STATED EXERCISE
Reproduce every line of the material from the line containing "Every instance of the lawn" through the end of the material. Scale only the answer coordinates by 0.95, rounding each to a whole number with halves rounded up, and leave every other line unchanged.

>> start EXCERPTED DATA

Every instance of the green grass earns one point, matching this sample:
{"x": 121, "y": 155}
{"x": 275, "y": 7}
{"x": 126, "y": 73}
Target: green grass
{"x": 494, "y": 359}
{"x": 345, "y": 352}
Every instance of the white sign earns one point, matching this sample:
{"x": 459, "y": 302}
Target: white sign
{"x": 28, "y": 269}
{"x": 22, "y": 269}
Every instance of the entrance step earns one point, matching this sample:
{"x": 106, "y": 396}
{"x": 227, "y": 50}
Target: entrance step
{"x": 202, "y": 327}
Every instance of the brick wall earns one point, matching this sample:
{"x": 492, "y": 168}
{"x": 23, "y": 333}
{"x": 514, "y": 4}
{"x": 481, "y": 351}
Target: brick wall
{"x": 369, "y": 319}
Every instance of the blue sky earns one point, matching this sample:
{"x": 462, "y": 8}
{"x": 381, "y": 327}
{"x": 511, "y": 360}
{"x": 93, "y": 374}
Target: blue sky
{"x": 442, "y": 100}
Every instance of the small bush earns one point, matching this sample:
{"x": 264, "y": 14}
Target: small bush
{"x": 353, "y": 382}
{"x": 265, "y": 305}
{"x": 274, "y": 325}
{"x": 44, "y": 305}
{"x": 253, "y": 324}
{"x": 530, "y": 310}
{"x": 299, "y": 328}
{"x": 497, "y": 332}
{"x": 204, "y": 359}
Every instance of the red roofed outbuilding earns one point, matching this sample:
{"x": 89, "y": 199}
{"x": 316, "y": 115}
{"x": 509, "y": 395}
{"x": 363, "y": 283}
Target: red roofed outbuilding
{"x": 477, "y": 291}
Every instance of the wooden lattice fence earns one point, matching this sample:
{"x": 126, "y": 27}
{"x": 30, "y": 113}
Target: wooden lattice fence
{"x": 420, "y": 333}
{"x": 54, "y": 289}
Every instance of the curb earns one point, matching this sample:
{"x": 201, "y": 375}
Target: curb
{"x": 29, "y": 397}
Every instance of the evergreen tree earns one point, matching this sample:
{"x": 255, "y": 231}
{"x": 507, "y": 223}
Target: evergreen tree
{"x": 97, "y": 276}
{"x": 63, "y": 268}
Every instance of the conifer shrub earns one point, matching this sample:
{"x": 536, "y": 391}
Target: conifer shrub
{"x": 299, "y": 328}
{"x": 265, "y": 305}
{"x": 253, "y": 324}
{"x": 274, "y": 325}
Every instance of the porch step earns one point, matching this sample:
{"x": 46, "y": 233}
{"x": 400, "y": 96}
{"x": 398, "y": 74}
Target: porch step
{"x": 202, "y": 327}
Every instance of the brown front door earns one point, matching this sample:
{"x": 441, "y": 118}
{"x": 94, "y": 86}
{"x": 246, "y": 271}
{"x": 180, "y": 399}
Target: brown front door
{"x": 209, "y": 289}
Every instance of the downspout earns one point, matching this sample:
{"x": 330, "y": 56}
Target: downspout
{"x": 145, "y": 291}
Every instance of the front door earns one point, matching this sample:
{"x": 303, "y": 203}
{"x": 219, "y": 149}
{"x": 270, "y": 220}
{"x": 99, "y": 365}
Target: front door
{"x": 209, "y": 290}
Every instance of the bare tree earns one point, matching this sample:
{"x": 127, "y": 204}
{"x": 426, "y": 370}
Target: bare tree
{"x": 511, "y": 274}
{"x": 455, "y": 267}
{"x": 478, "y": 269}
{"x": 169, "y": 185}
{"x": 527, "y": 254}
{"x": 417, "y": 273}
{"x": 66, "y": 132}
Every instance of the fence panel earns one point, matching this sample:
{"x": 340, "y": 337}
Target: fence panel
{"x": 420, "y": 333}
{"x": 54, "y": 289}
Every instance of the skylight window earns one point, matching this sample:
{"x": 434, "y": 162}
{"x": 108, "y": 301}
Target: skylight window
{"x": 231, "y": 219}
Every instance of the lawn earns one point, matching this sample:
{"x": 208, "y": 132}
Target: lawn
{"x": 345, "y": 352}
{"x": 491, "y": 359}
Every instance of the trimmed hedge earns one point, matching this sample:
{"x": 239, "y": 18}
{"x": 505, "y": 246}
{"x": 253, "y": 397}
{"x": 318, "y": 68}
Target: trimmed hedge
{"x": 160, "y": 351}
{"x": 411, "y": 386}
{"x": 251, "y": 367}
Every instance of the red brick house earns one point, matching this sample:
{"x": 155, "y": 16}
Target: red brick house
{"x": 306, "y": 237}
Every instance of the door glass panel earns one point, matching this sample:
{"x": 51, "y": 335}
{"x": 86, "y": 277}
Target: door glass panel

>> end EXCERPTED DATA

ANSWER TO THIS TASK
Every instance of the lawn earns one point, matching this sample:
{"x": 208, "y": 132}
Target: lawn
{"x": 328, "y": 334}
{"x": 466, "y": 341}
Every instance of the trimmed hedge earns one point, matching this sample:
{"x": 239, "y": 18}
{"x": 505, "y": 246}
{"x": 253, "y": 397}
{"x": 318, "y": 68}
Target: trimmed hedge
{"x": 152, "y": 333}
{"x": 390, "y": 367}
{"x": 238, "y": 349}
Every instance of the red brick house earns one point, matching this sample:
{"x": 155, "y": 16}
Target: red brick house
{"x": 291, "y": 225}
Every instance of the door glass panel earns one point, matching this sample:
{"x": 51, "y": 335}
{"x": 86, "y": 277}
Target: door glass panel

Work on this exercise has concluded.